All the data below should be printed again without a single difference.

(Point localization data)
=======

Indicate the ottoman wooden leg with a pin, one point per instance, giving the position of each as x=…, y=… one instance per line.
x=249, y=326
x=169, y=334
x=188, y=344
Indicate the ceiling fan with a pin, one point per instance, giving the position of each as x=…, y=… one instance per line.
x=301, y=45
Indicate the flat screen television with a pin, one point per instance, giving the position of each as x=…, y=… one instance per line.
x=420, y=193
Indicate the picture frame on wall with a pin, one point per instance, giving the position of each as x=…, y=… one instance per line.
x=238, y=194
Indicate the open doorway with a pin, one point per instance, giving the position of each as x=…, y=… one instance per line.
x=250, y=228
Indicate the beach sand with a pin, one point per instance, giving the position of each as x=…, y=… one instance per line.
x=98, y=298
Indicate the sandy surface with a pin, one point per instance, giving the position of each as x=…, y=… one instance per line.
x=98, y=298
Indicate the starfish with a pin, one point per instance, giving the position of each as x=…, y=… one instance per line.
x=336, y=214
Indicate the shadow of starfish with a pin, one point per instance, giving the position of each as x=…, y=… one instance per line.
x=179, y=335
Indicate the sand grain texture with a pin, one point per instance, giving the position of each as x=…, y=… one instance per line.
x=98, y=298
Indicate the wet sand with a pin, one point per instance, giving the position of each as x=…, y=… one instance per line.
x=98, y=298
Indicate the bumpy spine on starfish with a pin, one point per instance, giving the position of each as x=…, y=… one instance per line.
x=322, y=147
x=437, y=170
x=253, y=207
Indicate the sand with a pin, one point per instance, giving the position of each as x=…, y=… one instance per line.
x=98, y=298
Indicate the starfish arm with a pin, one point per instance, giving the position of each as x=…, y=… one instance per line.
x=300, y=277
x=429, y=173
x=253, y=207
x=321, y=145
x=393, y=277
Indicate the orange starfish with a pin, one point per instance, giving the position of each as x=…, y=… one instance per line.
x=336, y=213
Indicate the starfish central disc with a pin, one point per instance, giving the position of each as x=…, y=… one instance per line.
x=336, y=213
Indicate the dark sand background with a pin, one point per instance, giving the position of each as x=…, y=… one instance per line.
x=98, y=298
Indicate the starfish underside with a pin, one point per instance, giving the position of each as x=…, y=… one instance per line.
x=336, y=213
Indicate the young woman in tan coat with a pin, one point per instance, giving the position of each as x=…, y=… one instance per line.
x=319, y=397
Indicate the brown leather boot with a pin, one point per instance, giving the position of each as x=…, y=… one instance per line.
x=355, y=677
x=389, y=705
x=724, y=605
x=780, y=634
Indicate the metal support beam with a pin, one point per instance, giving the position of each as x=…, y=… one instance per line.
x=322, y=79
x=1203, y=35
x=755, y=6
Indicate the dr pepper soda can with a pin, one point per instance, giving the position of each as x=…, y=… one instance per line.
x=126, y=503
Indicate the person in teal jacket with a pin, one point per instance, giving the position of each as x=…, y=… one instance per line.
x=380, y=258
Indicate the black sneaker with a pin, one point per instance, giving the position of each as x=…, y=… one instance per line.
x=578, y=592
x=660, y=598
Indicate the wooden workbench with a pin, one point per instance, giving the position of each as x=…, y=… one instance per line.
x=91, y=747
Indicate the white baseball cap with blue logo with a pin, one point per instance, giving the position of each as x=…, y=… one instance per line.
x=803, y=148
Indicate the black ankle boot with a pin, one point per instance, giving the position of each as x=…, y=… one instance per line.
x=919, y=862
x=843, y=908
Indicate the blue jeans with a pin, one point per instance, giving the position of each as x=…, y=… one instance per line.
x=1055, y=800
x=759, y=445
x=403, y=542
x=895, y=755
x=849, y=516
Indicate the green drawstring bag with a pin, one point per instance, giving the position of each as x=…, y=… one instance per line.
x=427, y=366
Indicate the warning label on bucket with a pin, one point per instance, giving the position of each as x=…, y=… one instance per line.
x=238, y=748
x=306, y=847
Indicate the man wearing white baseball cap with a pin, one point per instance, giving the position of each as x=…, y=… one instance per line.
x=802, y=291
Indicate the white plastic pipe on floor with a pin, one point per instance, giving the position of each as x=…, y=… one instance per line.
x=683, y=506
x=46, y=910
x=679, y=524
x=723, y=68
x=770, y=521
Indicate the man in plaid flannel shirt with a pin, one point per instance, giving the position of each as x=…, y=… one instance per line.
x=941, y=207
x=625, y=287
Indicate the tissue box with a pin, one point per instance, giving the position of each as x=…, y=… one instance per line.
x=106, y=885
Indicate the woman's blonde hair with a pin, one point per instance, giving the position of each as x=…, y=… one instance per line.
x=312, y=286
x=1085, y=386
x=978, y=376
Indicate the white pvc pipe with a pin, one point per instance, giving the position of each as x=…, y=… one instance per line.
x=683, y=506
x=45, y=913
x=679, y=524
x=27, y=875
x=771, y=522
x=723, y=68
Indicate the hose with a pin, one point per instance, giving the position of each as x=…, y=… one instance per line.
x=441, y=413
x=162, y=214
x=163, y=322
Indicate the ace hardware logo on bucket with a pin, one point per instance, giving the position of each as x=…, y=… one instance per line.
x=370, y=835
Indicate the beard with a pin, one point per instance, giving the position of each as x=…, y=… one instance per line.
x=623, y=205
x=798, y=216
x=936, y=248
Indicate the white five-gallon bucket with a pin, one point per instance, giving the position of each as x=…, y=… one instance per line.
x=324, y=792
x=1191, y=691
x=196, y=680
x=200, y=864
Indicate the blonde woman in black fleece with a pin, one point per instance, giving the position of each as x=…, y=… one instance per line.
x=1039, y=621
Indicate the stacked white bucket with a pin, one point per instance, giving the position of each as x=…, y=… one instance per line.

=======

Result of this task:
Indicate the ottoman wooden leg with a pin, one point per instance, giving the position of each as x=…, y=… one instance per line.
x=249, y=326
x=169, y=334
x=188, y=344
Indicate the ceiling fan with a pin, one point per instance, giving the position of each as x=…, y=… one instance per line.
x=301, y=45
Indicate the flat screen television with a pin, one point per instance, giving the position of each as x=…, y=… one instance per line.
x=420, y=193
Indicate the picture frame on wall with a pin, one point per instance, giving the position of each as x=…, y=… one instance per line.
x=238, y=194
Indicate the open doorway with a pin, one point per instance, giving the position of each as x=…, y=… one instance per line.
x=250, y=228
Indicate the beach sand with a pin, one point per instance, giving the position of each as x=…, y=… one instance per line.
x=98, y=298
Indicate the sandy surface with a pin, one point per instance, giving the position of each as x=…, y=… one instance per line.
x=98, y=298
Indicate the starfish with a pin, one point per instance, giving the position of each as x=…, y=… one instance per line.
x=336, y=214
Indicate the shadow of starfish with a pin, one point per instance, giving the position of each as x=…, y=… one instance per line.
x=179, y=335
Indicate the sand grain texture with a pin, one point per instance, giving the position of each as x=…, y=… one instance per line.
x=98, y=298
Indicate the wet sand with a pin, one point per instance, giving the position of each as x=…, y=… one instance per line.
x=98, y=298
Indicate the bumpy spine on starfish with a pin, one point per instance, giving the position of each as x=…, y=… one instance per line.
x=322, y=147
x=437, y=170
x=253, y=207
Indicate the sand with a pin, one point per instance, giving the position of each as x=…, y=… one instance per line.
x=98, y=298
Indicate the starfish arm with a pin, one point per instance, giving the position of each as x=…, y=… one instance per line.
x=300, y=277
x=429, y=173
x=253, y=207
x=321, y=145
x=393, y=277
Indicate the orange starfish with a pin, one point per instance, giving the position of each as x=…, y=… one instance per line.
x=336, y=213
Indicate the starfish central disc with a pin, one point per instance, giving the position of each as x=…, y=… one instance per line.
x=336, y=213
Indicate the dark sand background with a pin, one point per instance, giving the position of each as x=…, y=… one instance per line.
x=98, y=298
Indicate the starfish underside with a pin, one point per instance, giving the position of each as x=…, y=… one instance per line.
x=336, y=213
Indicate the young woman in tan coat with a pin, one point per instance, giving the position of each as x=…, y=… one instance per line.
x=319, y=397
Indicate the brown leather boot with a pin, one point per instance, giving the position of each as x=…, y=… one instance per line.
x=355, y=677
x=389, y=705
x=724, y=605
x=780, y=634
Indicate the metal support beam with a pin, one point per instance, giving the position of each as x=…, y=… one instance per line.
x=322, y=79
x=1203, y=35
x=755, y=6
Indicate the dr pepper soda can with a pin, one point per instance, giving the position of each as x=…, y=… one instance per line.
x=126, y=503
Indicate the person in teal jacket with a pin, one point per instance, giving the position of each as x=…, y=… one instance per line.
x=380, y=258
Indicate the black sneaker with a pin, one point per instance, giving the position of each as x=…, y=… one instance per line.
x=578, y=592
x=660, y=598
Indicate the wooden workbench with a pin, one point per instance, giving the position of each as x=…, y=… one instance per line.
x=91, y=747
Indicate the white baseball cap with blue logo with a pin, one point per instance, giving the position of each as x=…, y=… one instance per line.
x=803, y=148
Indicate the black ankle boot with a pin, one point per instance, giving the position of each as x=…, y=… one instance per line.
x=919, y=862
x=843, y=908
Indicate the blue jeans with a pin, one point per instance, giving the position of each as x=…, y=… one instance per line.
x=1055, y=800
x=759, y=445
x=403, y=542
x=895, y=755
x=849, y=516
Indicate the green drawstring bag with a pin, one point per instance, giving the position of each as x=…, y=… one instance per line.
x=427, y=366
Indicate the warning label on bucket with a pin, one point per instance, giving the position of each as x=…, y=… one instance per line.
x=238, y=748
x=306, y=847
Indicate the man wearing white baseball cap with a pin, one point per instance, giving the position of each as x=…, y=… one instance per line.
x=802, y=291
Indicate the white plastic pipe on floor with a pin, one point per instance, giving the position of each as x=…, y=… one instance per line.
x=683, y=506
x=46, y=910
x=679, y=524
x=723, y=68
x=770, y=521
Indicate the man in plaid flannel shirt with a pin, one point per instance, giving the position of each as x=…, y=… one instance per line.
x=941, y=207
x=625, y=287
Indicate the tissue box with a pin, one point per instance, giving the position of each as x=…, y=… one instance per line.
x=106, y=885
Indicate the woman's blonde hair with a pin, one point per instance, giving the position of each as x=…, y=… one instance per line.
x=312, y=286
x=1085, y=386
x=978, y=376
Indicate the white pvc pipe with a pin, one point per instance, giving the position of each as x=…, y=… one instance per line.
x=683, y=506
x=45, y=913
x=679, y=524
x=27, y=875
x=771, y=522
x=723, y=68
Indicate the hose with a pin, one point per instance, giving the position of each as x=…, y=… one instance per line.
x=441, y=413
x=162, y=214
x=163, y=322
Indicate the ace hardware logo on bucket with a pin, one point per instance, giving the position of each as x=…, y=… one instance per line.
x=370, y=835
Indicate the beard with a pin, one point per instance, giving the position of each as x=…, y=… one instance per line.
x=623, y=205
x=798, y=216
x=936, y=248
Indicate the white five-gallon bucket with a pin, one point per instance, giving the position of each as x=…, y=… one instance per line.
x=324, y=792
x=1191, y=691
x=196, y=680
x=200, y=864
Indicate the blonde woman in black fleece with a pin, one point per instance, giving the position of each as x=…, y=… one instance per line.
x=1039, y=621
Indicate the stacked white bucket with a pin, one point per instance, giving the position of each as x=…, y=… one instance per line.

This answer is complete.